# Text shown start

The Openreach press release of course has more to add, a lot of coverage is going to talk about the various new techniques such as the diamond cutter, but we covered those last year and the majority of the roll-out is going to utilise existing ducts and poles. 

One key point to make is that while the roll-out is aiming for 250,000 premises across all these exchanges there is no guarantee that all premises on any individual exchange will be covered. Given that this roll-out is under a commercial umbrella it is likely that where costs vast exceed the average that a remote property may be missed. There is also the additional problems of wayleaves, which while usually a worry for those living in flats, this problem can also cover private or unadopted roads.


It's progress. Shame that ego and politics meant this "stuff" was so delayed from progressing 18 months ago. I get despairing of the quality of governance which needlessly hampers deployment of key infrastructure. Hey ho.

  • Webbas
  • about 1 year ago

“Build work for these 227 areas is likely to start in the next 14 months”
It’s been ongoing for a while in the area I live in, Henley-in-Arden, for months. No news on the completion date though.

Seems strange that the announcement has come long after we knew locally that fibre was being installed.

# Text shown end
# Record extracts start

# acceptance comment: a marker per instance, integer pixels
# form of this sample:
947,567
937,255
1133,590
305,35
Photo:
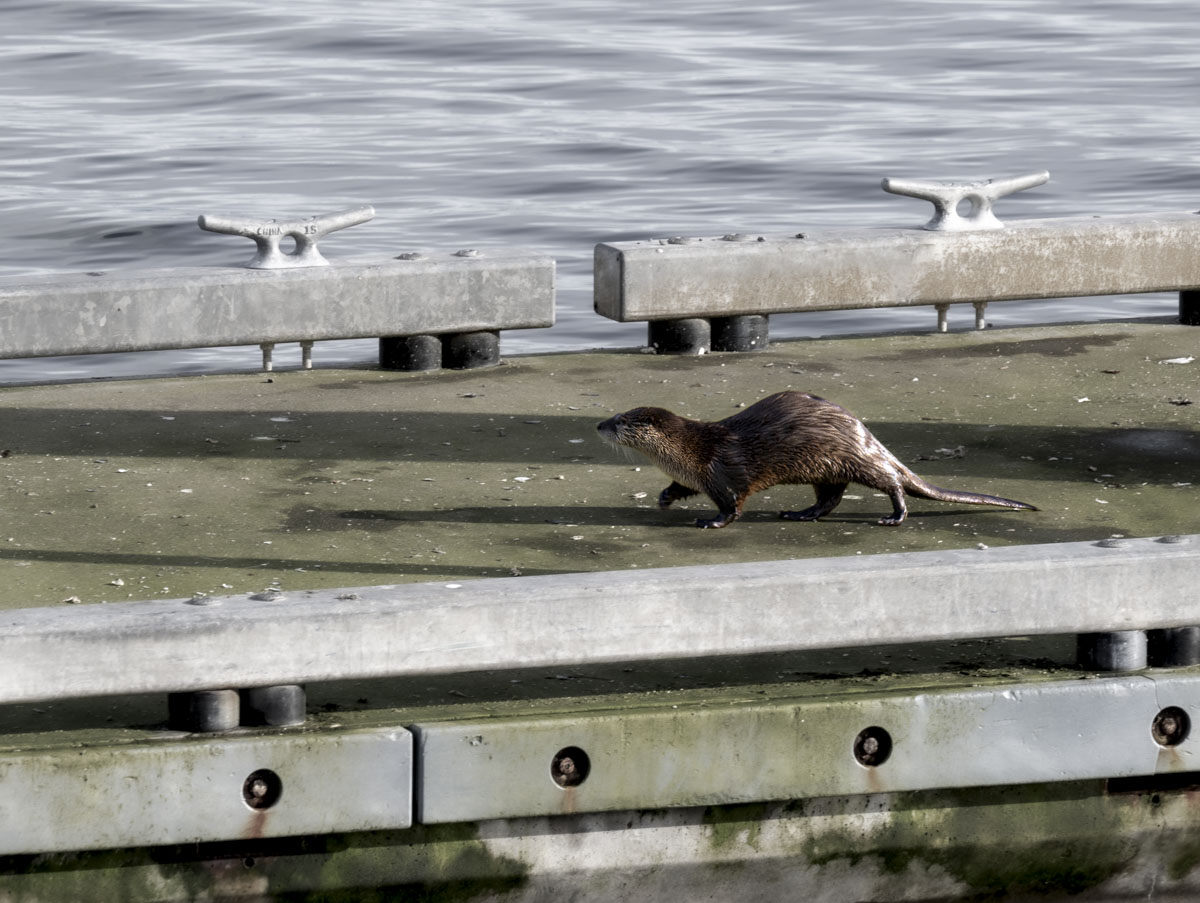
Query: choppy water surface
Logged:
556,125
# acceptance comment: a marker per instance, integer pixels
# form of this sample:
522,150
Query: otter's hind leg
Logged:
828,496
899,509
673,494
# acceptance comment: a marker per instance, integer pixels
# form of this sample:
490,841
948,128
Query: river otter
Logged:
787,437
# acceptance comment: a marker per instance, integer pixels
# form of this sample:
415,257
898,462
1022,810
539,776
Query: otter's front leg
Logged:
673,494
727,510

# Record extracts end

▶ Directive A
According to the text on the Openreach fibre roll-out, how many premises is the roll-out aiming for?
▶ Directive B
Extend the text on the Openreach fibre roll-out from its final sentence.
The records were taken from a separate source.

▶ Result A
250,000 premises

▶ Result B
  • mrat42
  • about 1 year ago

Some of these areas stretch the definition of Rural. ( eg Merthyr not rural however Cefn-Coed-Cymer, Pontsticill very rural!)

  • jumpmum
  • about 1 year ago

Sad to see that they haven't decided to infill some exchanges that are currently sandwiched between 2 FTTP enabled exchanges.

I'm attached to the Kelvedon exchange, which is between Witham (FTTP enabled partially) and Coggeshall (FTTP enabled) and contains a sizeable amount of homes across the 3, which would really benefit from FTTP as the old copper network is currently breaking left, right and centre.

  • Bryer
  • about 1 year ago

Apart from wondering how the F my village of 100 ish (last census I say was something like 110) got fttp, I do realise its probably as they can then get fibre to farms and then roll it right up to the border, and cause we have a school.. and the main town is doing well so spoke and wheel roll out.

I am wondering how many of these "exchanges are just "we can replace all of this side of town with one cabinet now, lets designate it an exchange to boost the number in our press statement"

  • Hewitt96
  • about 1 year ago

> Some of these areas stretch the definition of Rural

For a town as large as Sevenoaks, I would have thought they'd announce it as part of Fibre First (although Sevenoaks Weald is rural)

  • candlerb
  • about 1 year ago


Witham 5.1% FTTP
Coggeshal 1.9% FTTP
Kelvedon 0% FTTP

While Witham and Coggeshal have some FTTP just because the exchange is FTTP enabled does not mean everyone can get it. The figures show that availability is very limited, obviously 0% is a lot worse.

  • andrew
  • thinkbroadband staff
  • about 1 year ago

This announcement is not about creating more exchanges, in fact the FTTP roll-outs will lead to the 5000+ exchanges shrinking to around 1200 eventually.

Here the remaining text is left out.